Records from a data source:
○ ○ ○ ○ ○ ○ ○

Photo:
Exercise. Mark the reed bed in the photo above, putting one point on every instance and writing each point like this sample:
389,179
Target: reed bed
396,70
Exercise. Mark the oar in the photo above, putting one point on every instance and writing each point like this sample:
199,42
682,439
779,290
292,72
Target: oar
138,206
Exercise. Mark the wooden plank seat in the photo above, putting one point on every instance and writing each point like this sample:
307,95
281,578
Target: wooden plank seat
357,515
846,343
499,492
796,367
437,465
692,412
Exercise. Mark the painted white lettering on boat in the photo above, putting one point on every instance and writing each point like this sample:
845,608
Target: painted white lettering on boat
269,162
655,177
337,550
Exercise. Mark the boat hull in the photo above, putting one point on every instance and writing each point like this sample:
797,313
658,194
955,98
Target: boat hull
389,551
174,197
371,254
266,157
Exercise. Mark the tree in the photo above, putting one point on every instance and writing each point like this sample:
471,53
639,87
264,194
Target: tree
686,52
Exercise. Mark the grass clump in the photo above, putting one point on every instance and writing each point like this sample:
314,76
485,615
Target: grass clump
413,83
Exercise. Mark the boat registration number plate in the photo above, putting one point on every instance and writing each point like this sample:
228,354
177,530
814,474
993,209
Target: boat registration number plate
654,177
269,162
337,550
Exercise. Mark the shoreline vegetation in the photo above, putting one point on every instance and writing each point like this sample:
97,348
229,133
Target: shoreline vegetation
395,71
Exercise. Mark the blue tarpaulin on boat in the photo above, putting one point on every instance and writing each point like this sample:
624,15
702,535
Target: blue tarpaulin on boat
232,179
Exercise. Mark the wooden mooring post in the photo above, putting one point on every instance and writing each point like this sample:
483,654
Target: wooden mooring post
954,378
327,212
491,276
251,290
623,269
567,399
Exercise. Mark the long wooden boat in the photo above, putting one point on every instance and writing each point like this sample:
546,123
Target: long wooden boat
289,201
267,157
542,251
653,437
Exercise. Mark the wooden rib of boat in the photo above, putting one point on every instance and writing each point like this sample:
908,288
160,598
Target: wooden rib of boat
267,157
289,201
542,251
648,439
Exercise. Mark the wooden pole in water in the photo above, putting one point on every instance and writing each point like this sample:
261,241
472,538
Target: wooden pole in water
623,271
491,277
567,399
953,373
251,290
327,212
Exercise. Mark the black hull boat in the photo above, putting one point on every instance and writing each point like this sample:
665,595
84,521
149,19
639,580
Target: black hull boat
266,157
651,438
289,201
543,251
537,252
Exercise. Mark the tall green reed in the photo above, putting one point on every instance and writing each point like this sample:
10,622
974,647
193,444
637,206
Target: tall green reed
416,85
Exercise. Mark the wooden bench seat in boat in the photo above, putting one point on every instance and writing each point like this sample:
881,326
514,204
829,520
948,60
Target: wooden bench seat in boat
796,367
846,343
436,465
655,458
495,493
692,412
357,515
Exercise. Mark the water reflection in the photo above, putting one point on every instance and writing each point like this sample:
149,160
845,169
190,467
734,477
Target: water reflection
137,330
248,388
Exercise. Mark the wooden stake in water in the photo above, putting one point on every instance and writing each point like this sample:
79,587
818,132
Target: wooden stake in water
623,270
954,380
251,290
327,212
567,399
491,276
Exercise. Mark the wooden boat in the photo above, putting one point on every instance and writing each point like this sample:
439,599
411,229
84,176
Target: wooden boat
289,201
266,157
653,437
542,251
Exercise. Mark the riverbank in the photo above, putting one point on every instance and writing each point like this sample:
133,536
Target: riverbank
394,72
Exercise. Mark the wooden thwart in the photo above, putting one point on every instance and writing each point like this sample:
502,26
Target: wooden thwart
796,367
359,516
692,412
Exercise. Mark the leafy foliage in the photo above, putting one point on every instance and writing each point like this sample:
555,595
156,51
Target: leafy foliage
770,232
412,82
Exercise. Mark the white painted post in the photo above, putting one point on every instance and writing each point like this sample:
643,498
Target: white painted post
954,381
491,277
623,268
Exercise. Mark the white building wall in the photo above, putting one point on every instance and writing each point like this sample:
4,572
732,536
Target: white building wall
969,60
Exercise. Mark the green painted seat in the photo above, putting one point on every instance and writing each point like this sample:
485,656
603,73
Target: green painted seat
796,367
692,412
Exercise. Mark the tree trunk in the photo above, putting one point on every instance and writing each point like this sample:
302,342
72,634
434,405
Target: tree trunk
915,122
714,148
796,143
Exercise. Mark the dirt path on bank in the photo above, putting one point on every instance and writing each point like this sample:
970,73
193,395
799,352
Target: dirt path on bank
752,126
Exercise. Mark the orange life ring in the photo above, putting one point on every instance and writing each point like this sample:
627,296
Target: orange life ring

○ ○ ○ ○ ○ ○ ○

**Requirements**
Output the line holding "Exercise. Mark the wooden boat", then every later line through the end of the records above, exactly as given and nothing else.

**Problem solution**
Exercise. Mark the wooden boat in the photo above, putting one point on every instance and writing each point like this sample:
439,599
411,229
84,176
Target: wooden boat
289,201
266,157
653,437
542,251
Exercise. Mark the riverbank in the photo above, putting one point on every instance and writing each point like this sample:
133,536
Target: riverbank
394,72
Exercise. Mark the wooden thwart in the photo above, putting one point on every instance and writing each point like this sample:
502,26
Target: wooden thwart
796,367
359,516
692,412
Exercise. Mark the leafy foliage in the photo above, putting one point on every instance and writing each point like this sample:
555,595
156,51
Target: leafy foliage
770,232
412,82
Exercise. Mark the white painted post in the photo above, putting one point on every instance and writing each point like this sample:
643,498
Target: white painted post
954,381
491,277
623,268
Exercise. Mark the white building wall in the photo above, putting one point on every instance and writing each point like this sample:
4,572
732,536
Target: white building wall
969,60
Exercise. Mark the green painted seat in the photo above, putting one point on every instance and writing each point like this sample:
485,656
603,73
Target: green painted seat
796,367
692,412
Exercise. Mark the tree trunk in the photo above, putting one point on every instance and writing each point like this sample:
302,342
72,634
434,405
Target: tree trunk
915,122
714,148
796,143
Exercise. Mark the dirt path on bank in the photo above, putting one point on every instance and writing each point like this sample:
970,73
193,395
799,352
Target: dirt path on bank
752,126
Exercise. Mark the orange life ring in the photo above, putting one point on every instance and writing each point like this sample:
627,296
Target: orange life ring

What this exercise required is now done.